AIM OF THE EXERCISE:
Starting from the line containing "Please put a dot on every instance of the rotting", write out the rest of the entries exactly, through the final line, including nothing else.

RECORDS:
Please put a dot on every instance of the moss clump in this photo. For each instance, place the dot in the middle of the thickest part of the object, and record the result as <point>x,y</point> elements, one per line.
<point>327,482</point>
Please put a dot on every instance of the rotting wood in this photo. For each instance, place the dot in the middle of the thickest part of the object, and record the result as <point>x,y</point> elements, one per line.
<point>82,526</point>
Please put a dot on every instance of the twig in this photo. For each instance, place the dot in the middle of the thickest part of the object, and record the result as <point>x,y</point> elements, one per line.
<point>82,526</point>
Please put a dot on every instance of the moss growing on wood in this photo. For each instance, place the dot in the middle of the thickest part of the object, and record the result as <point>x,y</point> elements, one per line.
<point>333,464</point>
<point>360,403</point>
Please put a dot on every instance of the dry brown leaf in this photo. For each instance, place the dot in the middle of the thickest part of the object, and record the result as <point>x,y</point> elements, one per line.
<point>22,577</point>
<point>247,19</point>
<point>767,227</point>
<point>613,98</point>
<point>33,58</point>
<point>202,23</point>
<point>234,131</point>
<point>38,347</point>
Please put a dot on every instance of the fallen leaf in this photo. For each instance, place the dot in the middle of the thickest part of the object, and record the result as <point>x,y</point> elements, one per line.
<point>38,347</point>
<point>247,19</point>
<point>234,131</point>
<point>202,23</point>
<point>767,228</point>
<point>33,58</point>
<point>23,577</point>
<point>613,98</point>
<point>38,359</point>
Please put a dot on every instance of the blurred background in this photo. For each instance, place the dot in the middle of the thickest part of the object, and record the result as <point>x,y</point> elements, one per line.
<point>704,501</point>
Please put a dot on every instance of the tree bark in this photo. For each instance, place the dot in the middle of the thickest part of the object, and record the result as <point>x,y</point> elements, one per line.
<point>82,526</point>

PROBLEM SOLUTION:
Please put a dot on every instance of the rotting wood in this photo. For each instance, place the dot in the middle of the thickest part of the object, and record the result as <point>x,y</point> elements, one per line.
<point>82,526</point>
Please put a dot on every instance of the twig in this photo. For each instance, place the dot in the middle of the thickest part of the object, and record the result as <point>x,y</point> elements, one per line.
<point>82,526</point>
Please put a dot on every instance of the moss growing on wood in this photo. For each instance, place the dot in the middle of the thickest part of the object, and record the result as <point>x,y</point> elements, one per line.
<point>333,464</point>
<point>360,403</point>
Please put a dot on every instance of the dry brown leaf in this photo. For each instance, place the dot in the middle of the thickest part of the object, and record the result as <point>x,y</point> elements, one per line.
<point>22,577</point>
<point>247,19</point>
<point>767,227</point>
<point>613,98</point>
<point>33,58</point>
<point>202,23</point>
<point>234,131</point>
<point>38,347</point>
Please put a dot on every instance of the fallen leaf in this photo. For each instance, place the dot in the middle of the thickest part of the object, and record the result as <point>x,y</point> elements, one per line.
<point>38,347</point>
<point>247,19</point>
<point>234,131</point>
<point>202,23</point>
<point>767,228</point>
<point>33,58</point>
<point>23,577</point>
<point>613,98</point>
<point>38,359</point>
Please put a dot on every instance of the blurred background in this photo. For each instance, place the dot in the middle of the thickest part of the object, and record the result as <point>x,y</point> elements, one per line.
<point>704,501</point>
Please put a dot on every instance of the tree bark in this photo. For each instance, place the dot in the middle of the thickest part of the object, and record the result as <point>x,y</point> elements, one per line.
<point>82,526</point>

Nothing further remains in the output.